Exercise brief: From the line containing "Query: man's face" through the last line of the entries below, repeat each line word for word and leave out the rest.

═════ Dataset extract

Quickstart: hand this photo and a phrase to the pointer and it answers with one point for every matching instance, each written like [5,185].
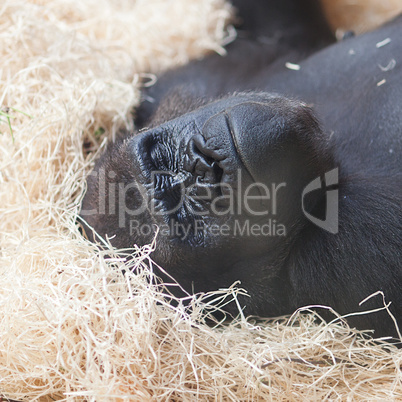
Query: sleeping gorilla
[245,182]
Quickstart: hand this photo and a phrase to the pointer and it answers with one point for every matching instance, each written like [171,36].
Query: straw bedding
[71,326]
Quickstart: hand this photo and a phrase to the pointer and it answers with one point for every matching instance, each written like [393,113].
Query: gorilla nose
[202,161]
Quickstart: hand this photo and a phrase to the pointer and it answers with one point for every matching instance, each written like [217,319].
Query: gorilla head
[222,187]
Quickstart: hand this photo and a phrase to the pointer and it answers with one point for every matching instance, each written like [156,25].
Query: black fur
[247,113]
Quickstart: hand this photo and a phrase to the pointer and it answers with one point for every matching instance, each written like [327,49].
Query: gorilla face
[220,186]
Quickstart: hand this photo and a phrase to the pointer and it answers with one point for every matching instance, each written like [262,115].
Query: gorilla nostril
[201,161]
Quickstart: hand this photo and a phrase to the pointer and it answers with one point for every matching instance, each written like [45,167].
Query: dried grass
[360,15]
[71,326]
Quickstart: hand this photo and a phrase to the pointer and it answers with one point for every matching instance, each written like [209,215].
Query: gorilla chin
[214,184]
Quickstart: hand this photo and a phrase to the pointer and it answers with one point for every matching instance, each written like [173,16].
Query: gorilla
[277,166]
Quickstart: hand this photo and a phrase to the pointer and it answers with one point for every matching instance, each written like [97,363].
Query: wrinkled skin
[233,141]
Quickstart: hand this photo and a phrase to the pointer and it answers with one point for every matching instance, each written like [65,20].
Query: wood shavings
[292,66]
[383,43]
[391,65]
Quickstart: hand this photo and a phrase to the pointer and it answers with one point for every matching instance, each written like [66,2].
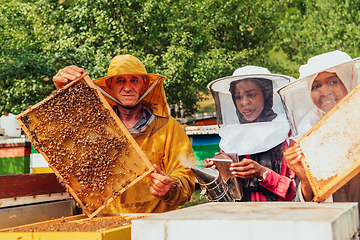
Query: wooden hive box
[102,227]
[331,147]
[85,143]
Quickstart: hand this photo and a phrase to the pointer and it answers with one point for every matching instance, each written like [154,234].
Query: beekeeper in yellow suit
[138,98]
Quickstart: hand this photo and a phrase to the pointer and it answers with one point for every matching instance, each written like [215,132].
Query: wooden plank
[18,201]
[19,185]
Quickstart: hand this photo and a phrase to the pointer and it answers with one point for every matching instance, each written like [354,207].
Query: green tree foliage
[190,42]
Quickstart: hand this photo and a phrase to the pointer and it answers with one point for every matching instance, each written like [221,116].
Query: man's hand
[247,168]
[160,184]
[67,75]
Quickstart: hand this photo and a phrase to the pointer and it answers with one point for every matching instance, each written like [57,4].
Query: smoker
[215,188]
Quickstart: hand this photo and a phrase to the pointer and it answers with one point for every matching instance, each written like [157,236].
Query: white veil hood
[255,137]
[296,96]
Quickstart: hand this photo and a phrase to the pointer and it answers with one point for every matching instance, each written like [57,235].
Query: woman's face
[327,90]
[249,99]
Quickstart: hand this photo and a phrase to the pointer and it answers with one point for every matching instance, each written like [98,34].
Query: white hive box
[252,221]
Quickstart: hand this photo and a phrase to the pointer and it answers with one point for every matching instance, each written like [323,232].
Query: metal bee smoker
[214,188]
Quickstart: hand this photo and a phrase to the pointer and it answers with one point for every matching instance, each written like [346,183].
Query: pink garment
[282,185]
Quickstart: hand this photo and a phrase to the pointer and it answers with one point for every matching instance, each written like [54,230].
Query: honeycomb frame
[86,144]
[341,113]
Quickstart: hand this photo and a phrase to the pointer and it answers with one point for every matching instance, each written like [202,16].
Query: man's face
[249,100]
[327,90]
[127,88]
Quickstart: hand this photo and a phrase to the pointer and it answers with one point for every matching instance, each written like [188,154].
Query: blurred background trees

══════════

Output below:
Query: man's face
[249,100]
[327,90]
[127,88]
Quickstart: hand this photo and a phrase to the pointer and it answers with one point for every matching instance, each written like [188,154].
Query: blurred background trees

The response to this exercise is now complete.